__PROBLEM TO WORK ON__
Count the lines in the entries below that contain the string "bokeh", matching case exactly. Reply with the number alone.

-- SUPPLIED DATA start --

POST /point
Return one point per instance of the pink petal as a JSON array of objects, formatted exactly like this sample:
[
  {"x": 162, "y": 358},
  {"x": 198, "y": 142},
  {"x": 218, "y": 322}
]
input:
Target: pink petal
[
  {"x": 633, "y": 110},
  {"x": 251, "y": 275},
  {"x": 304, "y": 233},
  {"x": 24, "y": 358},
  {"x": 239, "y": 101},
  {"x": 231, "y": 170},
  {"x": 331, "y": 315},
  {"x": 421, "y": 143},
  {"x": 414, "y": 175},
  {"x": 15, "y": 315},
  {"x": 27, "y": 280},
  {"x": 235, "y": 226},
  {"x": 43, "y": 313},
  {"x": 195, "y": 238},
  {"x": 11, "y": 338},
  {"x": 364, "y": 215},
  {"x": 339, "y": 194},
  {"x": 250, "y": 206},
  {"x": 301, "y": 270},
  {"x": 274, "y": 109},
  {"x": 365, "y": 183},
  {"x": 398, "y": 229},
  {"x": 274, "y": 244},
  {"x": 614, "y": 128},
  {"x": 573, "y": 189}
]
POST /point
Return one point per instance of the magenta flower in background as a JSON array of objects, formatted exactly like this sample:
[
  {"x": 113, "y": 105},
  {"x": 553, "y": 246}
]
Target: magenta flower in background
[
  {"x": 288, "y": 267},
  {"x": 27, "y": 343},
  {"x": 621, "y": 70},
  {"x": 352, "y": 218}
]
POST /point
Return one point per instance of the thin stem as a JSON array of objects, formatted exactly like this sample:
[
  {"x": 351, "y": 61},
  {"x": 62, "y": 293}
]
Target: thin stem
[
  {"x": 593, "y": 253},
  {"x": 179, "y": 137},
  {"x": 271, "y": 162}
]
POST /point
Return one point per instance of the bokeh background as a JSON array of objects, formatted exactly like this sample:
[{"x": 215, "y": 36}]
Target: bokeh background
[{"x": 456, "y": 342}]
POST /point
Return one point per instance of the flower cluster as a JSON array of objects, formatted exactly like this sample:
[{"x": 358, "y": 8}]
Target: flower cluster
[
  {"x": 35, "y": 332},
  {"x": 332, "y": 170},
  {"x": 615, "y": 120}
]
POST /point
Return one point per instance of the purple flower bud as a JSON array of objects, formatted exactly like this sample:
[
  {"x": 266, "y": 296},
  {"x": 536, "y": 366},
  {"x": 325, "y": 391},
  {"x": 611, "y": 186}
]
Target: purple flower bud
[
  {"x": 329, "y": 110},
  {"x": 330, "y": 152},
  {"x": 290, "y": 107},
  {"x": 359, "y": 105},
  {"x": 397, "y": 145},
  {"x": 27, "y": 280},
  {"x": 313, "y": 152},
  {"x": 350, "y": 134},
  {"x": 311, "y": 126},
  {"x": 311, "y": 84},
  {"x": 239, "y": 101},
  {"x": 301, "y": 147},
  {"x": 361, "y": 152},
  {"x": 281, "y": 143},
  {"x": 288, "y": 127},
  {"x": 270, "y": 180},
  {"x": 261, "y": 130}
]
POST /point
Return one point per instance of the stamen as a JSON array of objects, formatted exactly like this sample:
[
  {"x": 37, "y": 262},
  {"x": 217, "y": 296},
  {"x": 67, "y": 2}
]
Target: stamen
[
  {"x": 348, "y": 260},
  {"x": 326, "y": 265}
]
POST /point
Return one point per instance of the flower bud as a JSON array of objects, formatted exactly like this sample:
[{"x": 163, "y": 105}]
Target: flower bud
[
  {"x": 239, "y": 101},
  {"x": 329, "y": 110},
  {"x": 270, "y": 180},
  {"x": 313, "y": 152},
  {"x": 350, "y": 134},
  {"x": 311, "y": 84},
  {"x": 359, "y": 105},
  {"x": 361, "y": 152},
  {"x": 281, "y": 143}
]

-- SUPPLIED DATA end --

__THE RESPONSE__
2